• **Page extract**:
===============

I'm currently using Capital One Prime +.9% card. Current variable rate is at 3.5%

The Canadian banks are starting to increase fees because the American banks are doing it.


----------



## canabiz (Apr 4, 2009)

confusion said:


> Do you have to get a HELOC from the same institution your mortgage is from?
> 
> Or can you get a HELOC from any bank?
> 
> ...


confusion, you can get a HELOC from any financial institution as long as you get approved although a lot of folks like to get the HELOC from the same institution they got their mortgage from, just make it a tad easier to organize stuff. Some of them are tied into the mortgage i.e. as you pay down the mortgage principle, the HELOC amount goes up. In addition, rates are pretty competitive these days anyway. 

I believe you need to have at least 20% equity in your home to qualify for HELOC but I don't know if that number is set in stone. You can check with your preferred financial institution.


----------



## RetireIn10Years (Apr 4, 2009)

The scumbags at scotia bank just send me a letter saying they were increasing my secured line of credit by 1% from 2.25% to 3.25%. This is after I renewed my mortgage at prime + 0.8% and moved a large chunk of it to the secured line of credit at the lower rate.

===============

• **Objective 1**: Rewrite the forum thread from "## canabiz (Apr" up to and including "from any bank?", substituting "home equity line of credit" for each "HELOC".
• **Objective 2**:
Answer these questions using the forum thread:
(a) What is the current variable rate on the Capital One card?
(b) How much home equity does canabiz believe is needed to qualify for a HELOC?
(c) What rates did Scotia Bank's letter give for the secured line of credit, before and after the increase?
• **Objective 3**: Continue the forum thread on home equity lines of credit from its final sentence.
The listing comes from a different source than the forum thread.

(Saved entries)
===============

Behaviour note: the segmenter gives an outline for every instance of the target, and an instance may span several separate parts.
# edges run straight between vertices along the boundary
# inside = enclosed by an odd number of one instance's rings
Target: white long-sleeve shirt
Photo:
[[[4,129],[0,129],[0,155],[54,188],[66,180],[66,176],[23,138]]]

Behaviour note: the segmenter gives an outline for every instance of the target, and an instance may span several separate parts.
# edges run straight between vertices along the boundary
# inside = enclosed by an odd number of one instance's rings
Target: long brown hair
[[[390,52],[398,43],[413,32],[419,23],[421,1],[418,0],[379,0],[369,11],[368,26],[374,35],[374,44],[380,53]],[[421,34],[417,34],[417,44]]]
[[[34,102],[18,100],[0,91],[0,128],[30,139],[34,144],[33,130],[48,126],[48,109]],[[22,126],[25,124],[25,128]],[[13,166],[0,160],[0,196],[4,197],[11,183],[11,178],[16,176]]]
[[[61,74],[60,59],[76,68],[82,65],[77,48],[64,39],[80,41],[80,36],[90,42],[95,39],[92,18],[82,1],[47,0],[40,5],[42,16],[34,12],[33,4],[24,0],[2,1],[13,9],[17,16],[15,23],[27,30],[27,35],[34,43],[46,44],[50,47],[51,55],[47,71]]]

===============

• **Exercise output 1**:
## canabiz (Apr 4, 2009)

confusion said:


> Do you have to get a home equity line of credit from the same institution your mortgage is from?
> 
> Or can you get a home equity line of credit from any bank?

• **Exercise output 2**:
(a) 3.5%
(b) At least 20%
(c) From 2.25% to 3.25%

• **Exercise output 3**:
----------



## hylaride (Jun 11, 2009)

My TD HELOC is steady at 3.25. The last movement was down to that from 3.5% about 2-3 months ago...Doesn't really affect me because it's balance is 0, though.


----------



## spindle (Apr 30, 2010)

*presidents choice financial*

thought i would bring this up guys anyway i was thinking of transfering my secured borrowing account to royal bank as they offer prime plus 0.50 persent when i was pickering with president choice they said they would look at it -got a call they matched the royal banks prime + 0.50 its a competive business you guys so don't be scared to picker the royal has been advertising prime +0.50 for some time now about six mnths or so if you plan to picker do it -it worked for me.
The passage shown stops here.